* [Instructions for the task]:
Format every line of the rows below as a JSON list of strings, with one string per line and any blank lines omitted.

[Dataset rows on the locations where objects appear]
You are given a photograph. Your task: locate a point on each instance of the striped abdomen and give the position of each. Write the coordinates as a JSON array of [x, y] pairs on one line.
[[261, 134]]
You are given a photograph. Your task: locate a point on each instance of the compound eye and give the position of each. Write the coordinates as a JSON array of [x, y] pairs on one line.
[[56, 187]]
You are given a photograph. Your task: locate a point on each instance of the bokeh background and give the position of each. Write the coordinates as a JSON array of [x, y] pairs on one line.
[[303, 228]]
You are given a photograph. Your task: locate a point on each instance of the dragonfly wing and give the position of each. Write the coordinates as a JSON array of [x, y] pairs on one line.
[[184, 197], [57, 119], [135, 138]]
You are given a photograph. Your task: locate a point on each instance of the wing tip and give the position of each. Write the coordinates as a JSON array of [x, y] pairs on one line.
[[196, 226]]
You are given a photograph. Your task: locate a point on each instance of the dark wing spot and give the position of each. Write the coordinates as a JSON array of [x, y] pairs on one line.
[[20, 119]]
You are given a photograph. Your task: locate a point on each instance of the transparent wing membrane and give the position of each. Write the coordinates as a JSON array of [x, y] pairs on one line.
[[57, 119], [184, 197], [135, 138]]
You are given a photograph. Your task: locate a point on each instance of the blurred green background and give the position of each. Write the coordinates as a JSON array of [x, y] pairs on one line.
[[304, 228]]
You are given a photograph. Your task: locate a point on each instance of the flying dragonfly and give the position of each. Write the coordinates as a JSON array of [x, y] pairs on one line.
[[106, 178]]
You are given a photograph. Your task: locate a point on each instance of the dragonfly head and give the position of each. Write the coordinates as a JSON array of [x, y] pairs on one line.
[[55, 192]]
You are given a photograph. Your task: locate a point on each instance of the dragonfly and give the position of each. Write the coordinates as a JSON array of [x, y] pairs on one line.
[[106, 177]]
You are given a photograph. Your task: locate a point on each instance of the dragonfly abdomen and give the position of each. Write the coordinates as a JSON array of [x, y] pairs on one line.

* [Answer in full]:
[
  "You are given a photograph. Your task: locate a point on each instance of the striped abdomen and give the position of each. Write the coordinates as a JSON array of [x, y] pairs on one line.",
  "[[261, 134]]",
  "You are given a photograph. Your task: locate a point on each instance of the compound eye and give the position of each. Write the coordinates as a JSON array of [x, y] pairs on one line.",
  "[[56, 187]]",
  "You are given a photograph. Your task: locate a point on each instance of the bokeh background and give the position of each. Write the coordinates as a JSON array of [x, y] pairs on one line.",
  "[[303, 228]]",
  "You are given a photograph. Your task: locate a point on each instance of the dragonfly wing and give the position of each. Write the coordinates as a JSON array of [x, y] pairs on one line.",
  "[[184, 197], [57, 119], [135, 138]]",
  "You are given a photograph. Your task: locate a point on each instance of the wing tip and give the position of each. Write the coordinates as a JSON array of [x, y] pairs on one line.",
  "[[196, 226]]",
  "You are given a photograph. Your task: locate a point on each instance of the dark wing spot and give the position of each. Write the coordinates as a JSON array of [x, y] pairs on one line.",
  "[[20, 119]]",
  "You are given a photograph. Your task: locate a point on each instance of the transparent wing membrane and give the position of each. Write the coordinates as a JSON array of [x, y] pairs on one line.",
  "[[57, 119], [184, 197], [135, 138]]",
  "You are given a photograph. Your task: locate a point on each instance of the blurred green background and give the position of each. Write the coordinates as a JSON array of [x, y] pairs on one line.",
  "[[304, 228]]",
  "You are given a photograph. Your task: locate a point on each instance of the flying dragonfly and give the position of each. Write the coordinates as a JSON array of [x, y] pairs on one line.",
  "[[106, 178]]",
  "You are given a photograph. Your task: locate a point on each instance of the dragonfly head and give the position of each. Write the coordinates as a JSON array of [x, y] pairs on one line.",
  "[[55, 192]]",
  "You are given a photograph. Your task: locate a point on each instance of the dragonfly and give the position of each. Write the coordinates as a JSON array of [x, y] pairs on one line.",
  "[[106, 177]]",
  "You are given a photograph. Your task: locate a point on each instance of the dragonfly abdomen and give the position of each. Write the coordinates as a JSON array of [x, y] pairs on one line."
]